# [THE RECORDS]
******

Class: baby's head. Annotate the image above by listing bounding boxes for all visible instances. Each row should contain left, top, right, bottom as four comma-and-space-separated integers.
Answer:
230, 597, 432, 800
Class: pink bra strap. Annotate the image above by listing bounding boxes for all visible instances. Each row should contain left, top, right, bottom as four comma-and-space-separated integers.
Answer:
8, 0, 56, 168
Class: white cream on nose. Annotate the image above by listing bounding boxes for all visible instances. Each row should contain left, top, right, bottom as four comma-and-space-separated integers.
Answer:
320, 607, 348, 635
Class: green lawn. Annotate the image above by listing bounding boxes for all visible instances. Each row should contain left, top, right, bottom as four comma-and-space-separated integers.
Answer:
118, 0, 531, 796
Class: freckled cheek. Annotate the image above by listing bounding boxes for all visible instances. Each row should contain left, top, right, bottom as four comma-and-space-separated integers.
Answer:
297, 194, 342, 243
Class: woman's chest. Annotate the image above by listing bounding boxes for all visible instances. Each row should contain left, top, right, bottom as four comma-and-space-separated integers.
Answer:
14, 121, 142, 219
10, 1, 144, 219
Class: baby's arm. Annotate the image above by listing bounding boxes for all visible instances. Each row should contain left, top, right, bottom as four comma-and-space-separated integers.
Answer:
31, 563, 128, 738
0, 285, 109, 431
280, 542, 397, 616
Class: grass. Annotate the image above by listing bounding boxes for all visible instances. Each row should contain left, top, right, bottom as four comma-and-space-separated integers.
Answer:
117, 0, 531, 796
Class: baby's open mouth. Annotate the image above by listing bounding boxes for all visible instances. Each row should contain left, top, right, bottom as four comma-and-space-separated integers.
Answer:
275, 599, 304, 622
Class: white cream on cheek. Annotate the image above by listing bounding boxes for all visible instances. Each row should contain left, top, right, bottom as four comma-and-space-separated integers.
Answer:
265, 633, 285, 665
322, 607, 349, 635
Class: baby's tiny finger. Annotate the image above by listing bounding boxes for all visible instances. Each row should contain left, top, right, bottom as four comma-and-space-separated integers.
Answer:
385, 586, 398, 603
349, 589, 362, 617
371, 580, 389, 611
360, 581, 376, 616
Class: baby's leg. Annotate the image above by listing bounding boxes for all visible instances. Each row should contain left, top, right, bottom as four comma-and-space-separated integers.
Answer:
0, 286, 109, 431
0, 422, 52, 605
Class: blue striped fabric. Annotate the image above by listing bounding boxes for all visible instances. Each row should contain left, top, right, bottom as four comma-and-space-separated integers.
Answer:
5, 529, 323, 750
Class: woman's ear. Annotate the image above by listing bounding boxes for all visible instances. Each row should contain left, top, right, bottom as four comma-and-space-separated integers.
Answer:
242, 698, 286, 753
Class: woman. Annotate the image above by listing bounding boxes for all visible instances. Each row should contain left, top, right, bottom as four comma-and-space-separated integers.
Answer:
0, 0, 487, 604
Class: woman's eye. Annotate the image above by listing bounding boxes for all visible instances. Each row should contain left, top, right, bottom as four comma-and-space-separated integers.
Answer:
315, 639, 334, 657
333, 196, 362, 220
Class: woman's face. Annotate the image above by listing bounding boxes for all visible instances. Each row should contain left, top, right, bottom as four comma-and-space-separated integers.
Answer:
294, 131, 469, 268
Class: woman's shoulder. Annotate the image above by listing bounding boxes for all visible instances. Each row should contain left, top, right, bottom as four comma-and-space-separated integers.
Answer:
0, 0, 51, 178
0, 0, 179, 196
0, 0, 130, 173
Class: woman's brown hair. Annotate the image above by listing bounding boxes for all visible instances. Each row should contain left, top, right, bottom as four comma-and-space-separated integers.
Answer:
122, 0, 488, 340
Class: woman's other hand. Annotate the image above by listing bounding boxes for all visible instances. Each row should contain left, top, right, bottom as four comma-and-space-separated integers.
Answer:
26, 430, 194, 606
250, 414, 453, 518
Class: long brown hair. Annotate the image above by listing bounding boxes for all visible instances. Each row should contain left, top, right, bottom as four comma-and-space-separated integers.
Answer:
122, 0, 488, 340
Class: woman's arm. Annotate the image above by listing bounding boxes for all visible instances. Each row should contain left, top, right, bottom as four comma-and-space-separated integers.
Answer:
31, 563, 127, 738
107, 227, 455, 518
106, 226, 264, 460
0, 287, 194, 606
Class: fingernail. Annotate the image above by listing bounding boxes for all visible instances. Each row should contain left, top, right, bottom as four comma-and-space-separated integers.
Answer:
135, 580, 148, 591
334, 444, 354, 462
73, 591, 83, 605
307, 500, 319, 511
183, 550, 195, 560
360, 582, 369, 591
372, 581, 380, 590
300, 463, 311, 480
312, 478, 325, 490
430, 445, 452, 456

******

# [AIM OF THE EXERCISE]
Give a word-for-word restatement of every record.

# [TASK RESPONSE]
Class: baby's head. Annotate the image above by listing bounding boxes for all visible instances. Each row should contain left, top, right, bottom as four comma-and-space-separated integers.
Answer:
230, 597, 432, 800
Class: pink bra strap. Annotate the image above by listing bounding boxes for all visible instances. Each row should contain left, top, right, bottom as four comma-and-space-separated integers.
Answer:
8, 0, 56, 168
Class: white cream on nose. Annotate the image above by listing bounding boxes for all visible instances. Each row should contain left, top, right, bottom as four comma-and-space-separated integers.
Answer:
320, 607, 348, 635
Class: green lawn. Annotate the image above by listing bounding boxes for all visible instances. Each row should contain left, top, right, bottom as four comma-and-space-separated integers.
Answer:
118, 0, 531, 796
Class: freckled cheek. Annotate the image above by listing bounding boxes for all visible instances. Each row should contain left, top, right, bottom as four comma-and-space-separated integers.
Answer:
297, 194, 342, 243
Class: woman's chest. Annotate the image above by listing bounding boxes for all visible instances. Each row should contain left, top, right, bottom as four comma-and-space-separated integers.
Answer:
14, 121, 142, 219
10, 1, 144, 219
Class: baby's arm. Annotate the image above by listing bounding boxes for all visible instances. Each row should contain left, top, right, bottom as four comma-and-space-separated integers.
Answer:
31, 563, 128, 738
0, 285, 109, 431
280, 542, 397, 616
Class: grass. Annotate the image above by listing bounding boxes for all visible instances. Each row should contain left, top, right, bottom as four comma-and-space-separated integers.
Answer:
117, 0, 531, 796
Class: baby's open mouth. Annotate the image above by listing bounding boxes for all visible instances. Each row should contain left, top, right, bottom as four comma-and-space-separated integers.
Answer:
275, 599, 304, 622
Class: white cream on cheek. Annotate the image above by listing bounding boxes for all visible instances. Each row should contain left, top, right, bottom as four comma-and-space-separated integers.
Answer:
265, 633, 285, 665
322, 607, 349, 635
Class: baby's tiny finger. Annotate the image above by listing bounding boxes for all visible instances. Each row should contain left, top, right, bottom as four comma-and-space-separated integers.
Answer:
385, 586, 398, 603
349, 589, 362, 617
371, 580, 389, 611
360, 581, 376, 616
Class: baby's leg. Annotate the image above by listing bounding boxes for all visible instances. Each row should contain left, top, right, bottom as four comma-and-space-separated integers.
Answer:
0, 286, 109, 431
0, 422, 52, 605
Class: blue striped fabric. Annotate the image above by listing bounding boxes for all visible instances. Each row should contain left, top, right, bottom as four comma-and-space-separated integers.
Answer:
5, 529, 323, 750
Class: woman's ear. Annotate the image above by listing bounding boxes for all visible instances. Each row should contain left, top, right, bottom as four comma-and-space-separated integers.
Answer:
242, 698, 286, 753
Class: woman. Annotate the image above by listing bounding boxes for all visible instances. Each row should contain left, top, right, bottom as four comma-and-space-separated integers.
Answer:
0, 0, 487, 604
Class: woman's eye. Annotate the image above by listing bounding boxes for all visible instances. Each row should contain left, top, right, bottom as four comma-and-space-separated integers.
Answer:
315, 639, 334, 657
333, 196, 362, 220
Class: woman's face. Annotate the image above by listing bounding boxes for all visible instances. Each row should contain left, top, right, bottom as four comma-and-space-separated integers.
Answer:
294, 131, 469, 268
Class: woman's shoulder. Annotate the image above by listing bounding boxes for all visible instances. Each row should contain left, top, right, bottom as four comma-and-space-separated integers.
Answer:
0, 0, 51, 178
0, 0, 179, 196
0, 0, 130, 173
Class: woman's brown hair. Annotate the image above by listing bounding boxes for all visible instances. Each row should contain left, top, right, bottom as four comma-and-space-separated integers.
Answer:
122, 0, 488, 340
Class: woman's other hand. Annotate the image above by listing bounding boxes for all visible instances. Each row should contain left, top, right, bottom as four comma-and-space-separated integers.
Answer:
26, 430, 194, 606
250, 414, 453, 518
Class: long brown hair. Annotate the image above by listing bounding boxes for all visible instances. Each row should contain left, top, right, bottom as four comma-and-space-separated integers.
Answer:
122, 0, 488, 340
Class: woman's arm. Annotate the image above by listing bounding boxes for all visible instances. Each row should contain left, top, right, bottom as four comma-and-space-separated integers.
Answer:
31, 563, 127, 738
107, 227, 455, 518
106, 226, 264, 460
0, 287, 194, 606
Class: fingernail. Annotate the image above by listing bounding boxes for all visible instances. Each row should contain left, top, right, bottom as four comma-and-space-separated integers.
Answer:
135, 580, 148, 591
334, 444, 354, 462
73, 591, 83, 605
307, 500, 319, 511
183, 550, 195, 560
360, 582, 369, 591
372, 581, 380, 590
300, 463, 311, 480
312, 478, 325, 490
430, 445, 452, 456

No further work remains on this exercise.